## [Consigne]
Dans le texte sur la monnaie, quelle part de la masse monétaire M1 les pièces et billets représentent-ils ?

## [Texte fourni]
^^^^^^^^^^^^^^^^

C’est évidemment faux, puisque les pièces et billets ne représentent que 15% de la masse monétaire M1, celle immédiatement disponible (fiduciaire + dépots à vue)
Mais si les banques ne peuvent « rembourser » sous forme de billets les demandes correspondantes aux montants des dépots à vue, quel intérêt pour les Euphèbes de demander (ensemble) le remboursement sous cette forme… la monnaie scripturale (« l’état » du compte bancaire) a autant de légitimité que la monnaie fiduciaire… comme elle, elle est garantie par la Banque Centrale, et nous l’avons vu dernièrement au Royaune Uni, en dernier ressort par l’Etat.
La monnaie (fiduciaire ou non), c’est toujours un problème de « fidus »
Je reconnais néanmoins qu’Allais n’a pas été très précis dans cette citation (extrait de « La crise monétaire d’aujourd’hui. Pour de profondes réformes des institutions financières et monétaires. », Éd. Clément Juglar, 1999, p. 63.): il aurait du parler des « fuites » de monnaie fiduciaire qui limitent (aussi) les possibilités de création monétaire par les banques commerciales, de la nécessité des réserves obligatoires et j’ignore si, lorsqu’il écrit » dépôts » , il pense ou non à cette catégorie particulière que sont les « dépôts à vue »… je crois que non, car il l’aurait sans doute précisé.

^^^^^^^^^^^^^^^^

## [Bloc de données]
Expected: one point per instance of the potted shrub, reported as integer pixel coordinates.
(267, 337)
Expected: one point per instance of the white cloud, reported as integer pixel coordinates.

^^^^^^^^^^^^^^^^

## [Réponse rédigée]
Les pièces et billets ne représentent que 15 % de la masse monétaire M1.